Word for word, transcribe the records that follow.

-------- Supplied data

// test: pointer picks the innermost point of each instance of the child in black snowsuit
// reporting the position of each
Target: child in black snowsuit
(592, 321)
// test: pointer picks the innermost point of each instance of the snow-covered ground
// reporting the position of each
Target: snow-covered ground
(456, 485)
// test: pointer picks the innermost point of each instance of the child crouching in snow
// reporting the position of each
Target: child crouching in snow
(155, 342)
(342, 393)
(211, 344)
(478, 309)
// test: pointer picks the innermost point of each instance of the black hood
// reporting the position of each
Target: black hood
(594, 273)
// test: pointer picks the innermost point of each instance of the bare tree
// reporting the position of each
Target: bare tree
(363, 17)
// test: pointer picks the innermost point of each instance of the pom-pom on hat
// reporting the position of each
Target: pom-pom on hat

----------------

● **Your solution**:
// test: pointer picks the innermost point of each instance of the child in black snowsuit
// reporting the position of each
Target: child in black snowsuit
(592, 321)
// test: pointer picks the innermost point of each instance of the snow-covered ground
// reporting the position of each
Target: snow-covered ground
(456, 485)
// test: pointer picks the innermost point of each instance of the child crouching in snow
// reporting the position of each
Target: child crouching in snow
(155, 342)
(342, 393)
(211, 344)
(478, 309)
// test: pointer picks the innermost point of each instance of the black hood
// reporting the position of each
Target: black hood
(594, 273)
// test: pointer picks the innermost point of each instance of the bare tree
// reporting the position of each
Target: bare tree
(363, 17)
// test: pointer picks the innermost point of each instance of the pom-pom on hat
// reporting the position of each
Target: pom-pom on hat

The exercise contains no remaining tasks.